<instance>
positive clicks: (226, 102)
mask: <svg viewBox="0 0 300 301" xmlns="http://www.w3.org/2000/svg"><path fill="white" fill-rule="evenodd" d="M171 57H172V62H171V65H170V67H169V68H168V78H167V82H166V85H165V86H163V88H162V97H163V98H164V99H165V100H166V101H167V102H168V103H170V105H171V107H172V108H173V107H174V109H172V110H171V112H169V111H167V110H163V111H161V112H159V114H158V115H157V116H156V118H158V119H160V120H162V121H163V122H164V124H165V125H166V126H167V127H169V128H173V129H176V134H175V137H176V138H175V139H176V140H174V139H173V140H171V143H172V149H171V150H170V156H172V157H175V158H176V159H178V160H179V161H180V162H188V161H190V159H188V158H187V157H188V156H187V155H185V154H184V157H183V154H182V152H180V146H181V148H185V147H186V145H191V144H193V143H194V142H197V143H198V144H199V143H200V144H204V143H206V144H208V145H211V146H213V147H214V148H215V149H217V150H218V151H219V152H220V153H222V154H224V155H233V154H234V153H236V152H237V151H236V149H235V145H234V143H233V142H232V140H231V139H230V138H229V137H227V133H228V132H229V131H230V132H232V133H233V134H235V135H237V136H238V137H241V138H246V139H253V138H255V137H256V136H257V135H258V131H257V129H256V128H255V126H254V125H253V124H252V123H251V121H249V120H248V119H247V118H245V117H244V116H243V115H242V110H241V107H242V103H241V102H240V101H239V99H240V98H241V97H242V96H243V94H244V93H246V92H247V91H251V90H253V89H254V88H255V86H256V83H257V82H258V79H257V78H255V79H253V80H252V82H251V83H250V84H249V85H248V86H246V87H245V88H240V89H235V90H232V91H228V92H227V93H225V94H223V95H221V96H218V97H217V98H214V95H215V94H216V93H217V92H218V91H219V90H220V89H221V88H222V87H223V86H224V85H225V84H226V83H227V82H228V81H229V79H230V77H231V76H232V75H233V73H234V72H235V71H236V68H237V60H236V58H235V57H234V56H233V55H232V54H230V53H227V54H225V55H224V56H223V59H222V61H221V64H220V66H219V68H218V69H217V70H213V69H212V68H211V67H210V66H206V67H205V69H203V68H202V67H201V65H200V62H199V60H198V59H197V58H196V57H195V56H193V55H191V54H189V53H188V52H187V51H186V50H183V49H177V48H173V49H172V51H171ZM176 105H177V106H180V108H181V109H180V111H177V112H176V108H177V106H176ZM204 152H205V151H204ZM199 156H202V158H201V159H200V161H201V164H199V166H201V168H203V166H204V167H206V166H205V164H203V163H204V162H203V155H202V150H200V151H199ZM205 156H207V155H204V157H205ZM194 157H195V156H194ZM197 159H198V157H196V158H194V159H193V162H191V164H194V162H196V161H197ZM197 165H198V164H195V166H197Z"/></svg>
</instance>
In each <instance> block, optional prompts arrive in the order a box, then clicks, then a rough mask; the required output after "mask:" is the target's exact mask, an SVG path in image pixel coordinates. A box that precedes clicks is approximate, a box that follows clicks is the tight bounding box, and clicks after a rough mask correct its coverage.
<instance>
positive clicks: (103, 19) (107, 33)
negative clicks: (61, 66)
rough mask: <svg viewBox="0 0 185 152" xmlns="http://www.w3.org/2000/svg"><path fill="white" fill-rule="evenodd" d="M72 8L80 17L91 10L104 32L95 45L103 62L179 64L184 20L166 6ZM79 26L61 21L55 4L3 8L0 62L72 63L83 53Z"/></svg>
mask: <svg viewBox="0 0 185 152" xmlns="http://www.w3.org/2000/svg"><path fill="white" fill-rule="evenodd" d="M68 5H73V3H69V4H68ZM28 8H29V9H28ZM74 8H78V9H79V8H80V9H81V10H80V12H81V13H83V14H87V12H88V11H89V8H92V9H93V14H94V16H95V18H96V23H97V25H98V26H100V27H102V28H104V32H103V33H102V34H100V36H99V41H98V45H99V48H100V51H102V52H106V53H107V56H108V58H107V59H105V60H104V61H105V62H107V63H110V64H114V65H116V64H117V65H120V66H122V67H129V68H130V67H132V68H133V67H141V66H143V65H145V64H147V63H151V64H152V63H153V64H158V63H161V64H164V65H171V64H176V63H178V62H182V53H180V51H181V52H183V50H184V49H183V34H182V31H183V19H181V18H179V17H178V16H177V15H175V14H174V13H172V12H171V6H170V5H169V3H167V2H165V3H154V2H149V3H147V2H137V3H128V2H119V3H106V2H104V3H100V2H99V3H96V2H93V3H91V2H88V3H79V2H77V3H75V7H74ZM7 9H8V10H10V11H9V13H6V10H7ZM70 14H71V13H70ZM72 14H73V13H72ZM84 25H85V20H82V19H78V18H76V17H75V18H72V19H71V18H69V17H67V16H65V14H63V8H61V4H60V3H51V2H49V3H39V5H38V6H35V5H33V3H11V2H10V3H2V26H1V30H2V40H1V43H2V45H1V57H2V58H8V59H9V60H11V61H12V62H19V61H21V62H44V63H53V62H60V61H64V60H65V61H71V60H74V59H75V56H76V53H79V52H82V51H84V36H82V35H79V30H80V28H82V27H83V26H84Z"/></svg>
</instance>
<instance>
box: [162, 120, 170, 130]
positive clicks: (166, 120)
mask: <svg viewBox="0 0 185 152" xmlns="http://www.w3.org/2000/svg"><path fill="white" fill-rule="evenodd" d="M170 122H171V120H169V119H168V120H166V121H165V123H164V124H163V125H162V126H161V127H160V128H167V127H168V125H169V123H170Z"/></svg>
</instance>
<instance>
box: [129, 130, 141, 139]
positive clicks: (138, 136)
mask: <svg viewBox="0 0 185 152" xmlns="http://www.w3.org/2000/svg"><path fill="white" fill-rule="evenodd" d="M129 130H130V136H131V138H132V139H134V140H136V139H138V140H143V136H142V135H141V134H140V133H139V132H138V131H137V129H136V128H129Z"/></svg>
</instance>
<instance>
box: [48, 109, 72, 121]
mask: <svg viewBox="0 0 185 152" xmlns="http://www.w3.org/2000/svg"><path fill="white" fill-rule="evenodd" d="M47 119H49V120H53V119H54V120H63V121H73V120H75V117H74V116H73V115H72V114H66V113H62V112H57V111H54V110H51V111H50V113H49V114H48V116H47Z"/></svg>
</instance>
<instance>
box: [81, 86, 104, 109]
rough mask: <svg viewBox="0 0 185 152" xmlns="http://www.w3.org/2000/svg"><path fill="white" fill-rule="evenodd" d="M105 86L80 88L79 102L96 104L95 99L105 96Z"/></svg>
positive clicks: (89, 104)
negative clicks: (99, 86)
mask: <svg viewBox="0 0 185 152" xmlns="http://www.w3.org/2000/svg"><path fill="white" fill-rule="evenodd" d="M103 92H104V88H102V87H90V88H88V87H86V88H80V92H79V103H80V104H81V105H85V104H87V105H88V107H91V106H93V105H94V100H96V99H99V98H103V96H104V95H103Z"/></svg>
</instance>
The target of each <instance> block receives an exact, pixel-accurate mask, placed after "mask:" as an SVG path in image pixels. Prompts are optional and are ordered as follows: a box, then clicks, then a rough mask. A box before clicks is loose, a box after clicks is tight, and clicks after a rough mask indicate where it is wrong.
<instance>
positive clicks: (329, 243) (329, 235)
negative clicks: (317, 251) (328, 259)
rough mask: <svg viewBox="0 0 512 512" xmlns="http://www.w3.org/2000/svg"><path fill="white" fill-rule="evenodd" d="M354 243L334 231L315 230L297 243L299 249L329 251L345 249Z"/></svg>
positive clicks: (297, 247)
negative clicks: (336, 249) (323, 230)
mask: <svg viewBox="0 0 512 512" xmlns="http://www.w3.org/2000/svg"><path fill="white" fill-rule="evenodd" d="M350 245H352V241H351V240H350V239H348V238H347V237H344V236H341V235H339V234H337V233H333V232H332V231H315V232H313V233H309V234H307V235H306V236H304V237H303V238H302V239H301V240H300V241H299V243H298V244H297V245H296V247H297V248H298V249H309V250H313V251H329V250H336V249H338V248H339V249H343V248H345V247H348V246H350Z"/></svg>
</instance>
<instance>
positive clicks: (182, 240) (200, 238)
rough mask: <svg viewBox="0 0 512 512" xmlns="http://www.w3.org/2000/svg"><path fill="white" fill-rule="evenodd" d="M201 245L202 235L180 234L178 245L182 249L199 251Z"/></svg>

__________

- [BRIEF] For each line of the data that has the word "follows", report that line.

- [RESPONSE AREA]
In each <instance> block, optional prompts arrive in the order a box, then clicks, then a rough mask; the required output after "mask:" is the target's exact mask, an SVG path in image pixel coordinates. A box that precedes clicks is approximate, a box that follows clicks is the tight bounding box, and clicks after a rough mask correct its coverage.
The target of each <instance> block receives an exact, pixel-accurate mask, placed after "mask:" as an SVG path in image pixels. Prompts are optional and are ordered as follows: a box, then clicks, then a rough mask. A box before clicks is loose, a box after clicks is tight, and clicks after a rough mask indicate where it is wrong.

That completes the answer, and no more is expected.